== Dataset content ==

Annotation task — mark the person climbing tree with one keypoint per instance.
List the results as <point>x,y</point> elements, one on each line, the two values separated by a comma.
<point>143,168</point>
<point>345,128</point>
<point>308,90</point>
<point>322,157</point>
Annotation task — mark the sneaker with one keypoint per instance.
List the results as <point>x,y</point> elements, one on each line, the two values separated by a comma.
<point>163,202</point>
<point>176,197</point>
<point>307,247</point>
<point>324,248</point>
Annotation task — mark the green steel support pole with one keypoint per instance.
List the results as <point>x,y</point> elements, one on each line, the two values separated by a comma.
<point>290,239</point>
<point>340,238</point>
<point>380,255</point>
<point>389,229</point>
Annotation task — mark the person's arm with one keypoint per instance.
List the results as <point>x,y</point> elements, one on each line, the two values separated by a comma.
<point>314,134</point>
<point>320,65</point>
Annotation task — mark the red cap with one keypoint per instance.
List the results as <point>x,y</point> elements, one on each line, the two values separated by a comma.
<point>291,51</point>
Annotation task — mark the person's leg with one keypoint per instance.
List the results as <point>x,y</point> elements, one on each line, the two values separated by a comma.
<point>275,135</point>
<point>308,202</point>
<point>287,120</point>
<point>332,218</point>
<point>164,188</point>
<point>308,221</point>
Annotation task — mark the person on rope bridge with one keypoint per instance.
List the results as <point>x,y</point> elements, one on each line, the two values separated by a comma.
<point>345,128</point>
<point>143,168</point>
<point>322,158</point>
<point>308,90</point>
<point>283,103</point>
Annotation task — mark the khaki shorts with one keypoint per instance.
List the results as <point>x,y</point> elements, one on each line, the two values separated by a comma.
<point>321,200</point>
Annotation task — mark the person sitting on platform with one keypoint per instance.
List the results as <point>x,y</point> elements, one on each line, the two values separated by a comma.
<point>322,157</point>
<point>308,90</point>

===

### Problem
Reproduce the data shown above exactly.

### Solution to this problem
Annotation task — mark the person climbing tree with one keypoint per instance.
List the results as <point>x,y</point> elements, one on each line, the two values separated by a comma.
<point>143,168</point>
<point>345,128</point>
<point>308,90</point>
<point>322,157</point>
Annotation task — mark the sneaker with one keypoint per instance.
List the results as <point>x,y</point> elements, one on each line, the two values separated by a comma.
<point>163,202</point>
<point>176,197</point>
<point>307,247</point>
<point>324,248</point>
Annotation task — mark the green steel support pole with one keypoint per instance.
List the results as <point>x,y</point> elements, one on each line, the two values separated by a comma.
<point>290,239</point>
<point>340,238</point>
<point>380,255</point>
<point>389,229</point>
Annotation task — mark the person's arm with one keypoint per instance.
List the results as <point>x,y</point> elements, one on each line, the two values separated by a comma.
<point>314,134</point>
<point>320,65</point>
Annotation task — mark the red cap with one keypoint per instance.
List the results as <point>x,y</point> elements, one on each line, the two values separated by a comma.
<point>291,51</point>
Annotation task — mark the person's leg with one keypoint per instance.
List the results as <point>x,y</point> elements, one on each line, the two values separated by a comma.
<point>275,135</point>
<point>308,202</point>
<point>287,120</point>
<point>332,218</point>
<point>164,188</point>
<point>308,221</point>
Annotation task — mark the person on rope bridge with one keypoint per instance.
List the results as <point>x,y</point> elements, one on each line, the two values separated by a comma.
<point>345,128</point>
<point>143,168</point>
<point>322,158</point>
<point>308,90</point>
<point>283,103</point>
Annotation task — mark the khaki shorts with one keypoint per instance.
List the results as <point>x,y</point> elements, one on each line, the two values separated by a comma.
<point>321,200</point>
Annotation task — mark the person sitting on platform with one keypoint per instance.
List the results as <point>x,y</point> elements, one on each line, the two values separated by a comma.
<point>322,157</point>
<point>308,90</point>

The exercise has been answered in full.